- **EXERCISE BRIEF**
For each line in the data below that has the word "jacket", copy that line.

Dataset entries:
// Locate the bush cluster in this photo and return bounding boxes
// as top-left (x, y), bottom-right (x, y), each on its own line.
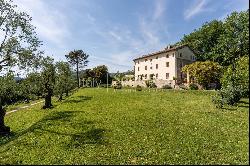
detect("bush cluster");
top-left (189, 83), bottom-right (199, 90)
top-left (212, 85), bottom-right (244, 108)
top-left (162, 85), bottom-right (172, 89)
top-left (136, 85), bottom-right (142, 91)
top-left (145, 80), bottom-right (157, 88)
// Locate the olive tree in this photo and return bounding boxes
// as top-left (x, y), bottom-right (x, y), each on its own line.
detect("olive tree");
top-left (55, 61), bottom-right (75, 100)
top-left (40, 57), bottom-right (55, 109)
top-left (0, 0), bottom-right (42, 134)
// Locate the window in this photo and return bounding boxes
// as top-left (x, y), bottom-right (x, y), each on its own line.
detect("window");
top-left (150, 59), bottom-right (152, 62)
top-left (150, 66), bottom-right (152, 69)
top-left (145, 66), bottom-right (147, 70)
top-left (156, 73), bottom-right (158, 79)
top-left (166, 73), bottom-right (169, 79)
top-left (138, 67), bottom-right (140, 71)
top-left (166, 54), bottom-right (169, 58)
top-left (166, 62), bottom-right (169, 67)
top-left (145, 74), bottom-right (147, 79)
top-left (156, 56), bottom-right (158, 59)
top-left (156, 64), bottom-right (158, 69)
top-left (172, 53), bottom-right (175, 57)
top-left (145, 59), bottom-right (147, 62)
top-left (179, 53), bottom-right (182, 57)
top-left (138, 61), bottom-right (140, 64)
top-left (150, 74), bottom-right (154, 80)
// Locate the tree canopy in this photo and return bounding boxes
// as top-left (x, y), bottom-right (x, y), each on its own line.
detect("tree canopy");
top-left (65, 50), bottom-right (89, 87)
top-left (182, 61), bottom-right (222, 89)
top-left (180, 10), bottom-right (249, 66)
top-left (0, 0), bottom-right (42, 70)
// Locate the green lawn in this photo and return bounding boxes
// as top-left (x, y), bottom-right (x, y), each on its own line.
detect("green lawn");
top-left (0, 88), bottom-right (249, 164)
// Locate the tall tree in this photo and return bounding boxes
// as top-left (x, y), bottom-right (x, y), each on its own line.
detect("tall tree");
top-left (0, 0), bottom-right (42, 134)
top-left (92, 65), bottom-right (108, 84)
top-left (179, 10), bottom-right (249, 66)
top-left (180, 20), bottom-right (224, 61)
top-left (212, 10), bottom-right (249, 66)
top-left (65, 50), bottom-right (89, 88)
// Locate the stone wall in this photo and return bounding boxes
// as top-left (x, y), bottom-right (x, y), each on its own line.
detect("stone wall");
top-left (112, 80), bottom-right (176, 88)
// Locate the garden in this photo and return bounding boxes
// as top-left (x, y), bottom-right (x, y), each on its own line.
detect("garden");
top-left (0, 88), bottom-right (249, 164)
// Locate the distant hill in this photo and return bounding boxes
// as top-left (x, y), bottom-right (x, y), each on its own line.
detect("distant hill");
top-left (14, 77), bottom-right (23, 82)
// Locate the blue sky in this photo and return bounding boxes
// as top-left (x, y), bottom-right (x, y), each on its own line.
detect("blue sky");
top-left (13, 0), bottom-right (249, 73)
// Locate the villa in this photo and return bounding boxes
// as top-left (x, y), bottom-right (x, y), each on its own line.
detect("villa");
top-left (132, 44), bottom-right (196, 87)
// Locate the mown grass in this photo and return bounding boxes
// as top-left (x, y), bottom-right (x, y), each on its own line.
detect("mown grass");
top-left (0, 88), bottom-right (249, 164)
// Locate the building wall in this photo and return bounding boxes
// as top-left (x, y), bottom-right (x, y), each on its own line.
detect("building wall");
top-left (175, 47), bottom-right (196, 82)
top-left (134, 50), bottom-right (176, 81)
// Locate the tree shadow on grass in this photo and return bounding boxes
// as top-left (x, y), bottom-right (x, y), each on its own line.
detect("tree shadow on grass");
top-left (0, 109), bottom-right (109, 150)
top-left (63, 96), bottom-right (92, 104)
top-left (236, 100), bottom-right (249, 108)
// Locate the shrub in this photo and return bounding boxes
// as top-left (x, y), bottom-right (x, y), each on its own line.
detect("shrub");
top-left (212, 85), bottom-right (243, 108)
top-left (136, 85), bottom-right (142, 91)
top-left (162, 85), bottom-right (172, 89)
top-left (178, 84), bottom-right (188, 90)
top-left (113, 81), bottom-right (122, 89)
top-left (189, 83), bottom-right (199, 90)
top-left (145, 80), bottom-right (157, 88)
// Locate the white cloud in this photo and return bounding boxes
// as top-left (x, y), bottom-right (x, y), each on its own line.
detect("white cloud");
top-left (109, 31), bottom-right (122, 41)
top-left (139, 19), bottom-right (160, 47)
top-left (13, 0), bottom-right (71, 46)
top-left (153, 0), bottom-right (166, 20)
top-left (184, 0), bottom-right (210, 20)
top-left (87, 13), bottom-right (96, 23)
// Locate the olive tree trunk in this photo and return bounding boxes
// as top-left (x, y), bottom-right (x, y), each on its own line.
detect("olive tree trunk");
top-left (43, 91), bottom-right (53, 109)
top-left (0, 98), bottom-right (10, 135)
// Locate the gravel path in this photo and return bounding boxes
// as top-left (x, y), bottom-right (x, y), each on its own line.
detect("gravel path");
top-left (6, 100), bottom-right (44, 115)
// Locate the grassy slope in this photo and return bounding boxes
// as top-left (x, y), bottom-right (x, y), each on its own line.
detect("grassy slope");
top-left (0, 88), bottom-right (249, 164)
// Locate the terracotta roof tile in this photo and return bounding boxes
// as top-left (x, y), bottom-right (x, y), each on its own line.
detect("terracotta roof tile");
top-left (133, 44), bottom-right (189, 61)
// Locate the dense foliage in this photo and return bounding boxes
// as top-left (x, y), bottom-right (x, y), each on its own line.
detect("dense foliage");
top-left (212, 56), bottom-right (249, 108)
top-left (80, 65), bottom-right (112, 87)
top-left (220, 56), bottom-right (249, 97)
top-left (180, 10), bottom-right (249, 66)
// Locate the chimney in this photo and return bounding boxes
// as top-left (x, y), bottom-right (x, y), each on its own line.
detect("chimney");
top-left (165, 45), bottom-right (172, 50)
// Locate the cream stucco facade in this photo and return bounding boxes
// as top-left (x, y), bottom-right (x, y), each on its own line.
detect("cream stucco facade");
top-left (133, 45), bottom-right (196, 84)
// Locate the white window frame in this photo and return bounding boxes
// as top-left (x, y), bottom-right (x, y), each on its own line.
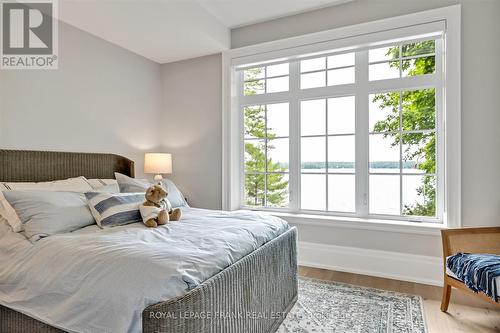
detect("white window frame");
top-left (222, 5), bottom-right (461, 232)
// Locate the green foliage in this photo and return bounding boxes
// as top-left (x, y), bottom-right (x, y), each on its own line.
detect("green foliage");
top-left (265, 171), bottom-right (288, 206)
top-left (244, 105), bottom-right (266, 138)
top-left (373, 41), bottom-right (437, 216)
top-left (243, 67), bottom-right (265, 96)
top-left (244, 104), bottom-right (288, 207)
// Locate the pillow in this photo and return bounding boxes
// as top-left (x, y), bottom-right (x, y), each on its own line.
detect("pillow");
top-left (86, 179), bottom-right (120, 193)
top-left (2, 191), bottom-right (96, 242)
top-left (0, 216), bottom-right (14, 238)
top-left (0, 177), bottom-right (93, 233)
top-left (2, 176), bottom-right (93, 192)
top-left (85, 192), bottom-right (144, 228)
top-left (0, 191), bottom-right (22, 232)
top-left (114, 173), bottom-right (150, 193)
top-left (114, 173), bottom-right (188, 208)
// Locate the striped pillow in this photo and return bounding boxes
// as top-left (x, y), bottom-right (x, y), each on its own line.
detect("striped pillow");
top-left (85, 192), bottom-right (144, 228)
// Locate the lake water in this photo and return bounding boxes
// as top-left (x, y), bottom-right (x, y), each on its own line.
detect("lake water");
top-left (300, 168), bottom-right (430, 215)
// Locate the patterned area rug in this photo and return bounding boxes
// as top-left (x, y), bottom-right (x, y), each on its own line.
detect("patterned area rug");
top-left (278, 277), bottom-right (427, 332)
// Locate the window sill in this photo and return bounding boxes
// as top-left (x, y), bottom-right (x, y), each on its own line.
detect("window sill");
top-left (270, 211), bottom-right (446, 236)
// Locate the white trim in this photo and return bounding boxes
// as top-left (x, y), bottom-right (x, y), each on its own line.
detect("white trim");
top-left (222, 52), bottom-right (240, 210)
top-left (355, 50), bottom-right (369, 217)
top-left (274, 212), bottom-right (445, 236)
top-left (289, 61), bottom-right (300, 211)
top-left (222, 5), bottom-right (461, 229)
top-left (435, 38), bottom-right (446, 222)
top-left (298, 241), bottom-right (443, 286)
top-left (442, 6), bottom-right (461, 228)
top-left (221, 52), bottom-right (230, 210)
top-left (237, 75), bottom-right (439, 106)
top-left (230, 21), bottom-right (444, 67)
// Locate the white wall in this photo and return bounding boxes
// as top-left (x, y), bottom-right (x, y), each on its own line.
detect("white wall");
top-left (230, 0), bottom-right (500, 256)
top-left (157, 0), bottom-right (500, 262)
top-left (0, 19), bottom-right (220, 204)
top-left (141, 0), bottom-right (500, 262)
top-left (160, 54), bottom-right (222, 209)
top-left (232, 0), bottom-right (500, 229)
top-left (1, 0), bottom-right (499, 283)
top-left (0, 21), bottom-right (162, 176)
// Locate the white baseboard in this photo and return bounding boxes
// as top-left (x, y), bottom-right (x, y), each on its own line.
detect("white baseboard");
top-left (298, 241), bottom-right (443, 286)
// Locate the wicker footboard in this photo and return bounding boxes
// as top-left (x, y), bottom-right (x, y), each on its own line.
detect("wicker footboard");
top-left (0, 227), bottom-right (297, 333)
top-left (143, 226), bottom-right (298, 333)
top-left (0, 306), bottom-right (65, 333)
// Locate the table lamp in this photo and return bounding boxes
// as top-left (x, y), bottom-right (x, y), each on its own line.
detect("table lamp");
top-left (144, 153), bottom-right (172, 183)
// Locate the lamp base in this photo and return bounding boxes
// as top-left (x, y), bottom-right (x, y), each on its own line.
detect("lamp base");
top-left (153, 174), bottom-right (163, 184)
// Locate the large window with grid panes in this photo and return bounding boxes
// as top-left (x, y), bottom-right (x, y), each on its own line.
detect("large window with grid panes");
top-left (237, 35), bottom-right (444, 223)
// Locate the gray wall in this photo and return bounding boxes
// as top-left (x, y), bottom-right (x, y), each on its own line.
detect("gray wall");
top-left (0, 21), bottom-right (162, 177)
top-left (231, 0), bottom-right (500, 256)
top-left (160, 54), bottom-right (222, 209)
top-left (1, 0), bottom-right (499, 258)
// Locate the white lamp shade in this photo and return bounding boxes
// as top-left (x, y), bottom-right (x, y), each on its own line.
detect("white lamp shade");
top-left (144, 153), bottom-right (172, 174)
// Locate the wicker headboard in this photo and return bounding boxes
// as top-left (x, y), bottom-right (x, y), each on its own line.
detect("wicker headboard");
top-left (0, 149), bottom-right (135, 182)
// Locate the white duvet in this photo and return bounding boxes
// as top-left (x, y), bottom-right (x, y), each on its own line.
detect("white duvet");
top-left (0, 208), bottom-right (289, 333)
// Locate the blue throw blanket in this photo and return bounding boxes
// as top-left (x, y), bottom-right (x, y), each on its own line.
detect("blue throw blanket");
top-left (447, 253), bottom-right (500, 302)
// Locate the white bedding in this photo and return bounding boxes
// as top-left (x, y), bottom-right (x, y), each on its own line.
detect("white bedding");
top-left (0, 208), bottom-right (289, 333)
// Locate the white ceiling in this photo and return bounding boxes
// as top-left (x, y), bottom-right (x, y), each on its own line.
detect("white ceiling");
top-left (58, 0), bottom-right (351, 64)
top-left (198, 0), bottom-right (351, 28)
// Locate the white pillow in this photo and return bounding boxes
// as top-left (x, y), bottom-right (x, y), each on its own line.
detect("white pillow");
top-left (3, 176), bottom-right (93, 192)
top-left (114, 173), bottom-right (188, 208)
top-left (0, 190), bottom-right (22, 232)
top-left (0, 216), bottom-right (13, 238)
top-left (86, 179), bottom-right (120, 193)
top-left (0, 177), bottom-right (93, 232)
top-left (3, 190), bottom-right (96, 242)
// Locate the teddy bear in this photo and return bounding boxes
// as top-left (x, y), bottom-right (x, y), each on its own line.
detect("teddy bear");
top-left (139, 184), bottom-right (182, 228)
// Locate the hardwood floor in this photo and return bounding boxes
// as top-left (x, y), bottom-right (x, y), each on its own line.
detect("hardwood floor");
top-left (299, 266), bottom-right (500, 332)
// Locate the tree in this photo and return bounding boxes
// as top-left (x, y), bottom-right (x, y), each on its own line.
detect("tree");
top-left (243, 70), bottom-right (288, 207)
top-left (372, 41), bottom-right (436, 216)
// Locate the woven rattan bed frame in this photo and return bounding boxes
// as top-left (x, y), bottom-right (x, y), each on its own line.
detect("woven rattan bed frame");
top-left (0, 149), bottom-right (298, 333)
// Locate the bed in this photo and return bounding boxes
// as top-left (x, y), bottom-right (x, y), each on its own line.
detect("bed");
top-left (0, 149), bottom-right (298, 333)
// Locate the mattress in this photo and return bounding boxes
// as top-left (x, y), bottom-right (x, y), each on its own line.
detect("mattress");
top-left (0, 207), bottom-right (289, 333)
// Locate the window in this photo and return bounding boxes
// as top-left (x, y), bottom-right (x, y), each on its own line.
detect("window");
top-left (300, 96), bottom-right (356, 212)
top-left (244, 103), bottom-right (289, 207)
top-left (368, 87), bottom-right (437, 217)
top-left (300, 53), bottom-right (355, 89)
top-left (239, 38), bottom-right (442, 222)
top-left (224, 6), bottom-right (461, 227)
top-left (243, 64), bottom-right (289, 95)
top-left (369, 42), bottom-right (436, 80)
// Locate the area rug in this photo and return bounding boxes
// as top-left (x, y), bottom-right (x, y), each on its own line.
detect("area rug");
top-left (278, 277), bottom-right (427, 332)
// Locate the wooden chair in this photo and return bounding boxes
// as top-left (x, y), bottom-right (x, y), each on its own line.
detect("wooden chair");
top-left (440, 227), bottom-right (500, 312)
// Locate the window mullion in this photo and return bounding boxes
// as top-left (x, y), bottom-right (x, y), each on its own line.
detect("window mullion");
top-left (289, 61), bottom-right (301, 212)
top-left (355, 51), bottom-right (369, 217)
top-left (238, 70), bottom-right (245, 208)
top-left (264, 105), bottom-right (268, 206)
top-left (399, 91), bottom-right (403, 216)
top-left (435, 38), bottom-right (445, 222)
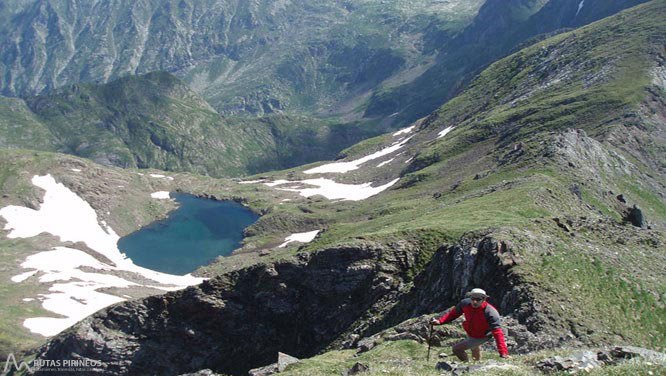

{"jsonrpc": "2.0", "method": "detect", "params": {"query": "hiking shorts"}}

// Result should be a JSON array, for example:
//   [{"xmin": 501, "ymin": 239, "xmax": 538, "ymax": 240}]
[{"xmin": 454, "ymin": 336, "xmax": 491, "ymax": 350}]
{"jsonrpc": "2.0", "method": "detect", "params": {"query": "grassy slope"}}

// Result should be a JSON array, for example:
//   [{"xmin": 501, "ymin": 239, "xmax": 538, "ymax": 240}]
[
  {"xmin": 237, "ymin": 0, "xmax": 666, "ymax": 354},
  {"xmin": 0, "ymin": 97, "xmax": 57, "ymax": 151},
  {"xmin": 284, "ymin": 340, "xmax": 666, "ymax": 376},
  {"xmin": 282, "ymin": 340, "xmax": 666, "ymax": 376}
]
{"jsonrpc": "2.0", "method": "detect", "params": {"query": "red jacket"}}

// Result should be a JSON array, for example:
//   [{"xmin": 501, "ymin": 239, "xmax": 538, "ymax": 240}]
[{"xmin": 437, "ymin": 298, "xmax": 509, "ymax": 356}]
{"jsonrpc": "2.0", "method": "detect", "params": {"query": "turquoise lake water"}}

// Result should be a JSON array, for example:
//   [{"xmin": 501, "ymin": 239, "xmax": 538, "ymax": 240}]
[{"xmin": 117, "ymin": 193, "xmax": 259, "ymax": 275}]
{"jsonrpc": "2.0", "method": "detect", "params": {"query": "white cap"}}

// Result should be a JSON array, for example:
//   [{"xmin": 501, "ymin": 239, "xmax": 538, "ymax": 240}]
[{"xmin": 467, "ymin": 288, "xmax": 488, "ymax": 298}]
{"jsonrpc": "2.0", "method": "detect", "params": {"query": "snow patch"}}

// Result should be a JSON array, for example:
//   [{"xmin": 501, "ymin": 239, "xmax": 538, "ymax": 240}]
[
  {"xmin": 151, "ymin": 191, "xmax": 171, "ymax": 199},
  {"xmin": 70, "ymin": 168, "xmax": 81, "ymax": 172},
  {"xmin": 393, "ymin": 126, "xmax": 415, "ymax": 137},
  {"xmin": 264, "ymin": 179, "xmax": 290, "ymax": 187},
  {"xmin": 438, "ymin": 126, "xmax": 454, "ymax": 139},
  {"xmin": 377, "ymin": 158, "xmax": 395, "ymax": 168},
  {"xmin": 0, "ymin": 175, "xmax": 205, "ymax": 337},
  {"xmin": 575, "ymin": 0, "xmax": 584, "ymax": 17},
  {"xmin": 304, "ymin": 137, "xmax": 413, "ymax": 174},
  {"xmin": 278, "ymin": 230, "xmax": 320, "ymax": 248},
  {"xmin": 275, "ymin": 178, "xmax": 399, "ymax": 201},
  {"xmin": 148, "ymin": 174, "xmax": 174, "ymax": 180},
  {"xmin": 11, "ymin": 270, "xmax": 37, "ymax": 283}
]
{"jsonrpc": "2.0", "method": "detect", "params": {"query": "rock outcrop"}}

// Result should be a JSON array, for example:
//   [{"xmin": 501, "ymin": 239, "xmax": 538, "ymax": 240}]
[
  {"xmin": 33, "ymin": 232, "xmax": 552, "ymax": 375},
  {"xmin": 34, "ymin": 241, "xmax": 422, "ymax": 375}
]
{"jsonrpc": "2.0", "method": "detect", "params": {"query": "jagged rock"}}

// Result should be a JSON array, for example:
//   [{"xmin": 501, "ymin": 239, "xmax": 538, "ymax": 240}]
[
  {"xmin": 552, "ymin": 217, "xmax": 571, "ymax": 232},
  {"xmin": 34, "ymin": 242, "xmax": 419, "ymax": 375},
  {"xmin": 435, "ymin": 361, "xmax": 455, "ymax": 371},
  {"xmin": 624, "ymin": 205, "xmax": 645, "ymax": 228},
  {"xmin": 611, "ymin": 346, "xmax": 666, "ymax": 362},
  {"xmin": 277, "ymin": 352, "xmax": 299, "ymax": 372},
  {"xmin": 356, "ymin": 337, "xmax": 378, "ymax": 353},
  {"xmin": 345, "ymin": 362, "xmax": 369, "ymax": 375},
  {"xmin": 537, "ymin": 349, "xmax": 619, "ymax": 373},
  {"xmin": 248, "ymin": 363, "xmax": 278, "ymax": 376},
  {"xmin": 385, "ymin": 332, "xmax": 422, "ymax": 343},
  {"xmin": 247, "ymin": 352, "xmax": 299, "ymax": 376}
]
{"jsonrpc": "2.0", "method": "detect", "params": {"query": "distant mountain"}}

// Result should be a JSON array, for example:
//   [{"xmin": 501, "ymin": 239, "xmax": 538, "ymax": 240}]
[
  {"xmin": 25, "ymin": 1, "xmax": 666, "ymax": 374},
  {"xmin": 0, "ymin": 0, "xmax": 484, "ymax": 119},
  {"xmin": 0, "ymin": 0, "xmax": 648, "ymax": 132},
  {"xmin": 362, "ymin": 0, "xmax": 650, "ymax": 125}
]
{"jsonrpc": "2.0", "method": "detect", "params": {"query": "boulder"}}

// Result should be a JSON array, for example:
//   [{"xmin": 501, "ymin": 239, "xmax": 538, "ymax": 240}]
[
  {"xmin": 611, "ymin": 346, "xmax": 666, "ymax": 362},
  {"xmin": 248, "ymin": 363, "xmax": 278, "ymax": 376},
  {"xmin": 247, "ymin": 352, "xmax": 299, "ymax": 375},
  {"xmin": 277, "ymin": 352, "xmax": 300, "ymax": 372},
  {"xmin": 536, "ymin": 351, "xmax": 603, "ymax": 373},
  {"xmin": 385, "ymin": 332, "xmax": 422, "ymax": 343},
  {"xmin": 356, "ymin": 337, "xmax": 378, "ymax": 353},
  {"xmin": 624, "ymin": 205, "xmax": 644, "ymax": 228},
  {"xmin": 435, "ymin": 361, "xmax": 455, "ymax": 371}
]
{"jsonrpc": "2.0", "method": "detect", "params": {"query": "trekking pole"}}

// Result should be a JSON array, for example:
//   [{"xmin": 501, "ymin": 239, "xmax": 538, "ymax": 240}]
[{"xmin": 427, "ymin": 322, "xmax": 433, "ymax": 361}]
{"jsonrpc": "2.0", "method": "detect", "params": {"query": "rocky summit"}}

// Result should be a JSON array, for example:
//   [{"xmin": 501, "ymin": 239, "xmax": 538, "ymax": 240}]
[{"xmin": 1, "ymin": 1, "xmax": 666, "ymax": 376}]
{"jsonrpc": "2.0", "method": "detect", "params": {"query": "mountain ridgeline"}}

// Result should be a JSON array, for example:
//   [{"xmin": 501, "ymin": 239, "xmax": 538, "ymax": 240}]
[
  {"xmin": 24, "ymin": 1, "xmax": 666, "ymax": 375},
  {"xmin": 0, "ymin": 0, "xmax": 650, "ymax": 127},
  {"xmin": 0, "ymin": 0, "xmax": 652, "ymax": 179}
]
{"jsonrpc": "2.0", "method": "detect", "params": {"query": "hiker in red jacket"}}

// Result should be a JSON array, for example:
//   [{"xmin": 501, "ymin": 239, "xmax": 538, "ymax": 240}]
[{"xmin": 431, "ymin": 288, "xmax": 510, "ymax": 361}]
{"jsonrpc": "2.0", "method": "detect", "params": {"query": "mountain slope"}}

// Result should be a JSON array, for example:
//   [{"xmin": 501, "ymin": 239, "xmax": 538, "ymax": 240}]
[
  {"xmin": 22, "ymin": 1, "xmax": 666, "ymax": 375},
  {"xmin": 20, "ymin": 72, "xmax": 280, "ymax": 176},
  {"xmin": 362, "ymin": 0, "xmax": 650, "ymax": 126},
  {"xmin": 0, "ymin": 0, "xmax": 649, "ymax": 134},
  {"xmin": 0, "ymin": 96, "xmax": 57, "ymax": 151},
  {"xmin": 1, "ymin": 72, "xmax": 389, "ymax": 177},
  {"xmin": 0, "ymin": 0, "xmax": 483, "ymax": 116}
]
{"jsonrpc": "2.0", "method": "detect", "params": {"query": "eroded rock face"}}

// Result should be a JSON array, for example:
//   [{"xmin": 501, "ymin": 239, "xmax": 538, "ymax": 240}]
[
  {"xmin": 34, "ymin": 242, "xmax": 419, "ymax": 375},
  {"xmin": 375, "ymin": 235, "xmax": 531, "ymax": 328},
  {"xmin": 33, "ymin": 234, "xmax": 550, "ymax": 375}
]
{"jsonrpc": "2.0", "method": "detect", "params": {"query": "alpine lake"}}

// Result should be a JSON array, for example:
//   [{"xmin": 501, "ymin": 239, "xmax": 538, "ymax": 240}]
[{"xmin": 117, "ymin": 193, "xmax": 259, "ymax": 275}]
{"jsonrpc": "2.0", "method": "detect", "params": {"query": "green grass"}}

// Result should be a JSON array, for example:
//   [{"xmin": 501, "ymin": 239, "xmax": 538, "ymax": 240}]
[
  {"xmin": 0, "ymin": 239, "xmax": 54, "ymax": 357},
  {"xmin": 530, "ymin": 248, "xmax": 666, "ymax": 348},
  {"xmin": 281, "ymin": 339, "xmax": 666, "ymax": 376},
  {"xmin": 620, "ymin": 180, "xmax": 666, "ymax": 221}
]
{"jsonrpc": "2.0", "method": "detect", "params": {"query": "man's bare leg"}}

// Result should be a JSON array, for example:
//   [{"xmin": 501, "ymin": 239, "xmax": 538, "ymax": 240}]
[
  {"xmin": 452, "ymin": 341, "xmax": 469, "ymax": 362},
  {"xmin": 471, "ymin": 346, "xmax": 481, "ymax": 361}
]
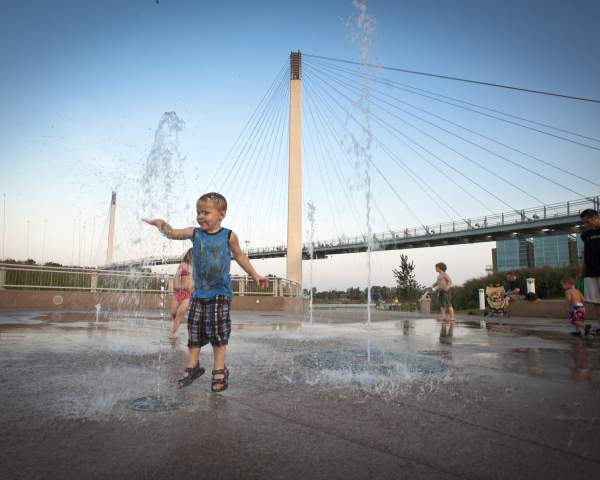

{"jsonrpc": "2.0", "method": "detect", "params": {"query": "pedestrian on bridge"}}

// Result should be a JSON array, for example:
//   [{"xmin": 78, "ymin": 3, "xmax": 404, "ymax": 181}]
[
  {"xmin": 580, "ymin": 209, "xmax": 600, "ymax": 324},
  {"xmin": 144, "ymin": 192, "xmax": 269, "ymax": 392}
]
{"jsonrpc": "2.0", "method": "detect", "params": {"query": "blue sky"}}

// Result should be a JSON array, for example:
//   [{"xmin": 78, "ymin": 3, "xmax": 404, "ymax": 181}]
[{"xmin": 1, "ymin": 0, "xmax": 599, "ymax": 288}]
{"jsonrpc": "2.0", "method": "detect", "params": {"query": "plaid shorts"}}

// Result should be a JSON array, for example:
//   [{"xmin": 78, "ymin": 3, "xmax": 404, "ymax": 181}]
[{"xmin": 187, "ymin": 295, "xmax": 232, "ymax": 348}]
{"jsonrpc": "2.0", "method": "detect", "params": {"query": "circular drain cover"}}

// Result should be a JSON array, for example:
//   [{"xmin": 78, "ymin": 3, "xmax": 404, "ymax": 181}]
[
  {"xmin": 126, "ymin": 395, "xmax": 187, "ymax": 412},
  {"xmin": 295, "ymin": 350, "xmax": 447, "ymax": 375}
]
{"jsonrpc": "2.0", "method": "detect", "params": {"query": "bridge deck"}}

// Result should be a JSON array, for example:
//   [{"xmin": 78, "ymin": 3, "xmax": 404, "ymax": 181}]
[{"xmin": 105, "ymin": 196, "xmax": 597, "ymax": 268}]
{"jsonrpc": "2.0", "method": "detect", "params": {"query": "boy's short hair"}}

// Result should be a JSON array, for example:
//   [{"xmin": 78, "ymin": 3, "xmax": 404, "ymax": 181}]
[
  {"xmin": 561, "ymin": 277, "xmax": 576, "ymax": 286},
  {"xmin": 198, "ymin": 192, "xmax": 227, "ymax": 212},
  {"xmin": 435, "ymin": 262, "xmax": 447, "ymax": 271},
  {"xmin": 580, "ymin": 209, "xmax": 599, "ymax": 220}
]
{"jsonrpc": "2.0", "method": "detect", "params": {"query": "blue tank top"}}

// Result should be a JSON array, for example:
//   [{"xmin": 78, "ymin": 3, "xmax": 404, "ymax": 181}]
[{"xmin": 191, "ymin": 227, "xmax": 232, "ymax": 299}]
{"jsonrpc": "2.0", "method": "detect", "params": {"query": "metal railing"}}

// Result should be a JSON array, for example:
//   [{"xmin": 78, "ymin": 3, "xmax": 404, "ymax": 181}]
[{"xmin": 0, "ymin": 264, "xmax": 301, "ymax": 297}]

- **EXERCISE ANSWER**
{"jsonrpc": "2.0", "method": "detect", "params": {"query": "red jacket"}}
{"jsonrpc": "2.0", "method": "detect", "params": {"query": "hiker in red jacket"}}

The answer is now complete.